◆ WRITTEN EXERCISE 1 ◆
In the discussion on trading strategies, what does the site recommended as "A good place to start" let you do with trading strategies?
◆ WRITTEN EXERCISE 2 ◆
From the discussion on trading strategies, output the part that opens with the words containing "I've always been" and closes with "someone else's strategy.".
◆ WRITTEN EXERCISE 3 ◆
Decide whether each statement agrees with the discussion on trading strategies, answering yes or no and quoting the words that decide it.
(a) Over-fitting is described as a real problem with prediction-based work.
(b) The commenter fascinated by writing a trading engine says they have actually built one.
(c) The commenter who predicts adverse selection says they have examined the site closely.

◆ DOCUMENT PASSAGE ◆

[BEGIN]

Why publish this if it works? One article, a fleeting bit of fame, and a truck load of copycats. It would be more impressive if the article had read: "Researchers, upon discovering tweets predict the stock market, make $100mm before disclosing research to the public." No more need for University grants anymore, much more believable findings. As an aside, data analysis can be tricky. I'm pretty wary of loosely defined research objectives. For example, why is it 3 days? Why is it those 72 words? Over-fitting is a real problem with prediction based stuff.


I've always been fascinated by the romantic idea of writing my own trading engine.

So I did some research, and most people who have written them will tell you that in cases like this, training on past data doesn't correlate well with current & future data.

The stock market of 2011 is not the market of 2008.

But what do I know, not like I've actually done it :)


A good place to start: http://www.collective2.com/

You can rent your trading strategies to others, or rent someone else's strategy.

Also some good info/tools regarding automation.


I haven't looked closely at this site, but it seems like it is almost certain to devolve into a textbook example of adverse selection.

If you have a good strategy, you won't rent it out, you'll trade it. Why risk others frontrunning you? Of course, you might post a historically good strategy and front run it. Or they might just be risky strategies, which look good for a short time (encouraging people to rent them), but which carry catastrophic risks the creator doesn't want to take on.

I can't see a single reason why someone would post a good strategy here.


(Preface: I pretty much know nothing about stock markets and trading.)

Isn't there a whole industry that revolves around paying people to provide you with their trading strategies? How is that considerably different than what's happening on Collective2?

[END]

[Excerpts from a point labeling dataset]

[BEGIN]

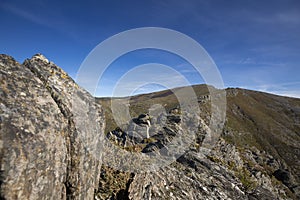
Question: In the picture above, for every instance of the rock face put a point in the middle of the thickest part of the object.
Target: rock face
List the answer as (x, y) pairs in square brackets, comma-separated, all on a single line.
[(45, 151)]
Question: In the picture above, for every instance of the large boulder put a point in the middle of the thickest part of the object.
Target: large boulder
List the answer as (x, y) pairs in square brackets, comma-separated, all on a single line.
[(45, 151)]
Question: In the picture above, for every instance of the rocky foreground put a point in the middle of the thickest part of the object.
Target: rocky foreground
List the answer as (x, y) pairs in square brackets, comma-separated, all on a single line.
[(52, 134)]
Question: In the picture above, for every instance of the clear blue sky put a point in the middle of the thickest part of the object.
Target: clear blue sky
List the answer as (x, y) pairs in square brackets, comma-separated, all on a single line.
[(255, 44)]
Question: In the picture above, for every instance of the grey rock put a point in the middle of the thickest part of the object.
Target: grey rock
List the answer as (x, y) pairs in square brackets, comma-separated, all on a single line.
[(44, 153)]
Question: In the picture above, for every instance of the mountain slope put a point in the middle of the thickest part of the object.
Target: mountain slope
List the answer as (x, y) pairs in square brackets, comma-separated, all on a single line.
[(261, 136)]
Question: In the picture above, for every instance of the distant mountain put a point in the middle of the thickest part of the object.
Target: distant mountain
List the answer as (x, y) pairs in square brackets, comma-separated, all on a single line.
[(56, 142), (259, 146)]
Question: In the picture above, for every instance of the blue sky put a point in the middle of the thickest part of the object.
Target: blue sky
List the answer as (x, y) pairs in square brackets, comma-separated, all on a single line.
[(255, 44)]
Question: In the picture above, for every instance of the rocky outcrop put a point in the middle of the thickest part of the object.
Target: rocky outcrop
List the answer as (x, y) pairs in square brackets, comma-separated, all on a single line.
[(46, 152)]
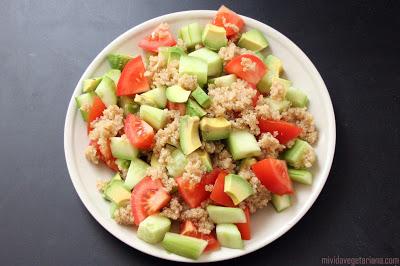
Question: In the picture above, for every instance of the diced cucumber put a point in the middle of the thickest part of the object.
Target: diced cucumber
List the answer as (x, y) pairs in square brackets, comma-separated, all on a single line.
[(152, 229), (121, 148), (106, 91), (185, 246), (136, 172), (243, 144), (301, 176), (226, 215), (228, 235), (281, 202), (156, 118)]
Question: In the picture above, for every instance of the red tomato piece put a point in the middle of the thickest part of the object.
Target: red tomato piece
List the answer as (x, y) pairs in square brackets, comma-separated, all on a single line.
[(95, 111), (160, 37), (226, 18), (273, 175), (195, 194), (218, 195), (235, 66), (132, 80), (139, 133), (286, 131), (148, 197), (244, 228)]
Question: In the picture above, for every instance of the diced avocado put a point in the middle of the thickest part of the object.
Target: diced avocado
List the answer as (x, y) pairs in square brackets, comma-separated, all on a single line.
[(136, 172), (156, 118), (118, 61), (214, 37), (194, 109), (121, 148), (89, 85), (215, 128), (297, 97), (189, 134), (106, 91), (152, 229), (176, 165), (228, 235), (242, 144), (177, 94), (223, 81), (253, 40), (214, 62), (201, 97), (237, 188), (281, 202), (301, 176), (193, 66), (226, 215), (117, 193), (186, 246), (114, 74), (84, 103), (296, 154)]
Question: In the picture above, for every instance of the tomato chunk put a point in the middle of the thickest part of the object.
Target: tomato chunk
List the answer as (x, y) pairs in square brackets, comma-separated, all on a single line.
[(273, 174), (195, 194), (139, 133), (132, 80), (244, 228), (228, 19), (148, 197), (286, 131), (160, 37), (189, 229), (248, 67), (218, 195)]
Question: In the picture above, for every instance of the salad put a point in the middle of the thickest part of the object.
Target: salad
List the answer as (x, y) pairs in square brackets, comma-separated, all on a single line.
[(202, 131)]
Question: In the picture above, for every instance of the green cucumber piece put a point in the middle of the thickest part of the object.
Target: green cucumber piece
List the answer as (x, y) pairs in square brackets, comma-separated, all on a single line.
[(153, 229), (301, 176), (281, 202), (228, 235), (185, 246), (226, 215)]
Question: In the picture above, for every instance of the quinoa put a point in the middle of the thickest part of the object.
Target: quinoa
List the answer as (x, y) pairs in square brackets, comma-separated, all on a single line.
[(304, 120)]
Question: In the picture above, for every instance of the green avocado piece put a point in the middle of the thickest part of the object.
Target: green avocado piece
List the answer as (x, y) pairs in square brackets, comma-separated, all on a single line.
[(243, 144), (89, 85), (177, 94), (214, 37), (201, 97), (214, 62), (215, 128), (189, 134), (237, 188), (156, 118), (253, 40), (193, 66)]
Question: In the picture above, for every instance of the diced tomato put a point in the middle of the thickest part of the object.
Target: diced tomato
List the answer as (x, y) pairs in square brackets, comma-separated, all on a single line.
[(132, 80), (181, 107), (226, 17), (160, 37), (286, 131), (195, 194), (189, 229), (244, 228), (273, 174), (252, 76), (218, 195), (95, 111), (148, 197), (139, 133)]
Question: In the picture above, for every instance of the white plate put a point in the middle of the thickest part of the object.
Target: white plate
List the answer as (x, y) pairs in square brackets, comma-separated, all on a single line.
[(266, 224)]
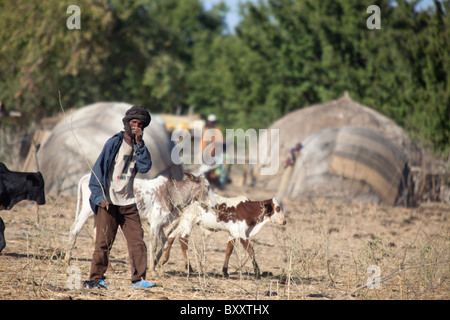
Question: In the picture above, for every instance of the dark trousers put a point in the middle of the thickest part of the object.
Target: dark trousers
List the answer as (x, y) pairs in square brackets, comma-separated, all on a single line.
[(107, 222)]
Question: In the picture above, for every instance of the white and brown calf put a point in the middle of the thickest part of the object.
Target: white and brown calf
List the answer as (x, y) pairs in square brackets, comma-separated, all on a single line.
[(158, 201), (241, 218)]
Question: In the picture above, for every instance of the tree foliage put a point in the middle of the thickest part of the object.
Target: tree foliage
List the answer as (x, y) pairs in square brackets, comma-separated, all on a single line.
[(284, 54)]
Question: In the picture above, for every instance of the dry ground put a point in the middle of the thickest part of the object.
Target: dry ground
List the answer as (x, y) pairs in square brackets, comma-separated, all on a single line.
[(324, 252)]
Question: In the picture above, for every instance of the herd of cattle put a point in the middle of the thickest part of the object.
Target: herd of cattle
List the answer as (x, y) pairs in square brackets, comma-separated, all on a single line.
[(170, 207)]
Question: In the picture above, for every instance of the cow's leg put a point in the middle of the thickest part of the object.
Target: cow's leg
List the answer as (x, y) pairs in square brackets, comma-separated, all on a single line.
[(2, 235), (228, 253), (80, 220), (246, 244), (153, 242), (184, 247), (166, 254)]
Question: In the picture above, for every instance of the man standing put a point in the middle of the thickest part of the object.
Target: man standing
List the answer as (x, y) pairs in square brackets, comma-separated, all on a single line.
[(112, 198)]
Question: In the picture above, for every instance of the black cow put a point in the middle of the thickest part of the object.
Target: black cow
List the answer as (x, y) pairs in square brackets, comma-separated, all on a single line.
[(18, 186)]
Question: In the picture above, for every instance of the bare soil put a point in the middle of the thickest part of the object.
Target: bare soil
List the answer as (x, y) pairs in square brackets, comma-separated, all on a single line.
[(326, 251)]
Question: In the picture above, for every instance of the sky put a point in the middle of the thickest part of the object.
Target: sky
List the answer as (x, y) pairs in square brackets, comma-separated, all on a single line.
[(232, 18)]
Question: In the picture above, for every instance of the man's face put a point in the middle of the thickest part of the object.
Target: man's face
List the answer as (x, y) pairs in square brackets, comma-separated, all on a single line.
[(136, 123), (135, 129)]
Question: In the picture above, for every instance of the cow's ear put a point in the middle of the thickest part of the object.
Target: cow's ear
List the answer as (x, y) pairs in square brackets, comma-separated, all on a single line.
[(33, 180)]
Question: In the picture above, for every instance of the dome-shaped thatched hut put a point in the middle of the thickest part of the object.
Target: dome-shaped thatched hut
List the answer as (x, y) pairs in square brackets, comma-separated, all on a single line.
[(350, 152)]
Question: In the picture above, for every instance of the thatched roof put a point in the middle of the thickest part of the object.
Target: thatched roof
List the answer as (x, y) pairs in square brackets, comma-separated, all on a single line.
[(81, 135), (352, 164), (300, 124)]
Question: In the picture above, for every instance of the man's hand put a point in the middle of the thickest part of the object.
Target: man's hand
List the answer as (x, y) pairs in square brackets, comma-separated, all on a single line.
[(104, 204), (137, 133)]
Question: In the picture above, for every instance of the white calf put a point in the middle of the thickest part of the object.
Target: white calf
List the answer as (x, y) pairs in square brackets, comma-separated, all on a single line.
[(241, 218), (158, 200)]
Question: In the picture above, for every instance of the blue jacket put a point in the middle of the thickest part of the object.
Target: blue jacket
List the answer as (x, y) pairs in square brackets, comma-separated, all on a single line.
[(103, 163)]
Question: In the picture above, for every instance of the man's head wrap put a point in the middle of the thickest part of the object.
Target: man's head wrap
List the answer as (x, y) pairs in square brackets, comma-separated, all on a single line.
[(136, 112)]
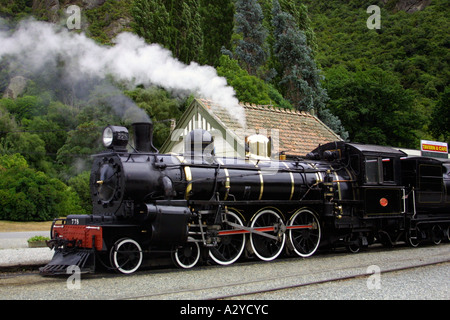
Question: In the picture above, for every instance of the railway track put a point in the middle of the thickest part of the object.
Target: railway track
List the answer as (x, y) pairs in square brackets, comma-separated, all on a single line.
[(239, 281)]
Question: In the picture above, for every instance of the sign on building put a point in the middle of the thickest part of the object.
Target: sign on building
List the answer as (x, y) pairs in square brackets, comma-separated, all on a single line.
[(434, 149)]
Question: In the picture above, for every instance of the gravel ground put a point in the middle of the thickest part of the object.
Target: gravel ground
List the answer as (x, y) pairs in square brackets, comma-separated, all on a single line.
[(25, 256), (213, 282)]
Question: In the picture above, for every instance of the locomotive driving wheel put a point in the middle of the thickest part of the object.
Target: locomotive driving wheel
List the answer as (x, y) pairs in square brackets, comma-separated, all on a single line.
[(126, 256), (187, 255), (231, 242), (268, 242), (304, 232)]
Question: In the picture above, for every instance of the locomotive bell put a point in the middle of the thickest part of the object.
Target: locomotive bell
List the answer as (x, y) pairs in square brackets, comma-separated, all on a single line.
[(143, 137), (199, 144), (115, 137)]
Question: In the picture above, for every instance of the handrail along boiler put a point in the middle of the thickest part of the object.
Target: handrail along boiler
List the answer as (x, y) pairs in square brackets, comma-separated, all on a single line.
[(197, 206)]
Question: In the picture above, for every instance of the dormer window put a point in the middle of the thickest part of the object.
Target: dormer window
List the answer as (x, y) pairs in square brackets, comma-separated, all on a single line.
[(258, 146)]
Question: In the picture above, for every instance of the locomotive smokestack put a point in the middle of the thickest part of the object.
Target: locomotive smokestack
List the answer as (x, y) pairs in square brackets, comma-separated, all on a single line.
[(143, 137)]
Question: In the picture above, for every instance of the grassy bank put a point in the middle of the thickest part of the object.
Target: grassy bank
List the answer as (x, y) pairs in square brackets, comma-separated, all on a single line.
[(13, 226)]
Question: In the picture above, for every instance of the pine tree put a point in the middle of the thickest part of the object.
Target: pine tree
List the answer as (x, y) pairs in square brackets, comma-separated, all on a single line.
[(250, 50), (300, 80), (217, 27), (174, 24), (299, 74), (151, 21)]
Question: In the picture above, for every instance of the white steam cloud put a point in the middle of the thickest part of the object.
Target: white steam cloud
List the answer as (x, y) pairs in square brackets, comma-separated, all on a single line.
[(36, 45)]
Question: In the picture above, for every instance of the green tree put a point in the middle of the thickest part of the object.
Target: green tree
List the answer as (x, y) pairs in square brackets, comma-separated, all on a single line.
[(217, 28), (250, 49), (373, 106), (30, 195), (161, 107), (249, 88), (300, 80), (151, 21), (174, 24), (440, 124), (80, 184)]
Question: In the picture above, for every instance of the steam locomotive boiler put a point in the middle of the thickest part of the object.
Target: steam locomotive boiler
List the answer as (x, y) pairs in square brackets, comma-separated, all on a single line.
[(196, 205)]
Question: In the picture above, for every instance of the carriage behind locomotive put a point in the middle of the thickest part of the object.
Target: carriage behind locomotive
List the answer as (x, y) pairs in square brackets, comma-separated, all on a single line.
[(197, 205)]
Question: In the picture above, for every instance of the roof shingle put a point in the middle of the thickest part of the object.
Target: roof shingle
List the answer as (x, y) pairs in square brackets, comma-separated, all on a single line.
[(299, 132)]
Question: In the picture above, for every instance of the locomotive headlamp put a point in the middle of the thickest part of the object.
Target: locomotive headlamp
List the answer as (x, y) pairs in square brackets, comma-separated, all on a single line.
[(115, 137)]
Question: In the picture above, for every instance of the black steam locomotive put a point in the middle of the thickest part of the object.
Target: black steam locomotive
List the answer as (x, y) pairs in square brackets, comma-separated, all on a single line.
[(199, 206)]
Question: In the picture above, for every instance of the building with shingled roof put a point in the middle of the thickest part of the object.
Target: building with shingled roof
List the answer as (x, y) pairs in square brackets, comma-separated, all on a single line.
[(291, 132)]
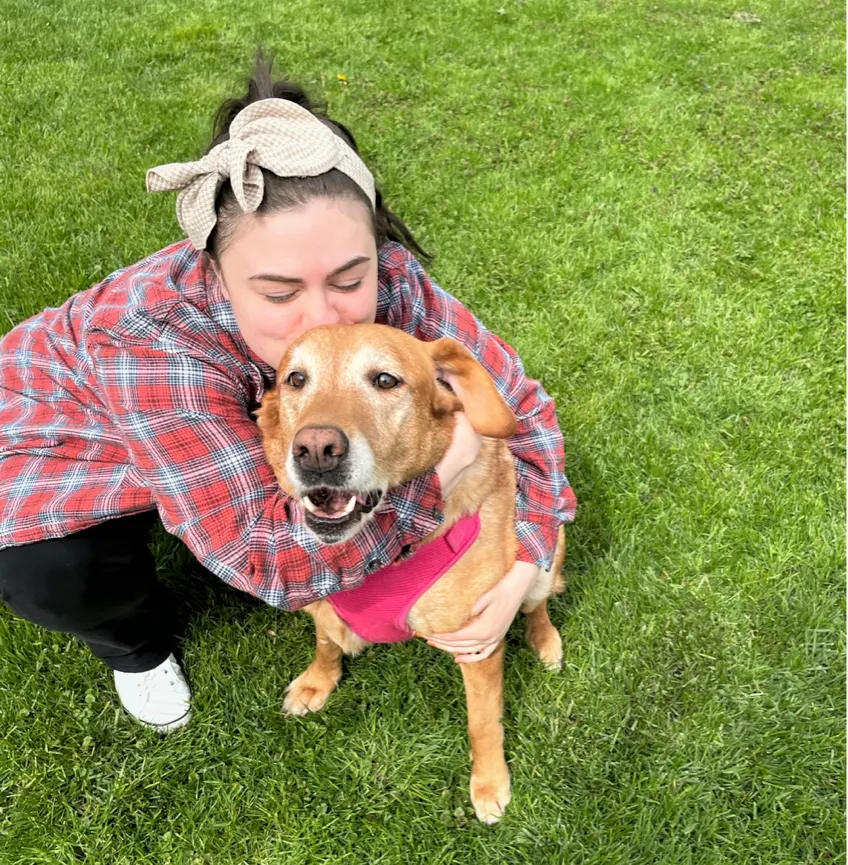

[END]

◆ OUTPUT 1 ◆
You can rent your trading strategies to others, or rent someone else's strategy.

◆ OUTPUT 2 ◆
I've always been fascinated by the romantic idea of writing my own trading engine.

So I did some research, and most people who have written them will tell you that in cases like this, training on past data doesn't correlate well with current & future data.

The stock market of 2011 is not the market of 2008.

But what do I know, not like I've actually done it :)


A good place to start: http://www.collective2.com/

You can rent your trading strategies to others, or rent someone else's strategy.

◆ OUTPUT 3 ◆
(a) Yes: "Over-fitting is a real problem with prediction based stuff."
(b) No: "not like I've actually done it :)"
(c) No: "I haven't looked closely at this site"